EXERCISE AIM: Copy each of the following records word for word, reproducing every line without changes.

=======

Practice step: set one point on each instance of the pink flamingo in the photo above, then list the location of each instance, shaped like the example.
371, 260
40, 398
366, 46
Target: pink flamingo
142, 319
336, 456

=======

ANSWER TO THIS PROBLEM:
Practice step: set one point on each instance of the pink flamingo in the photo above, then list the location of each instance, shaped like the example.
371, 260
40, 398
366, 46
Target: pink flamingo
142, 319
336, 456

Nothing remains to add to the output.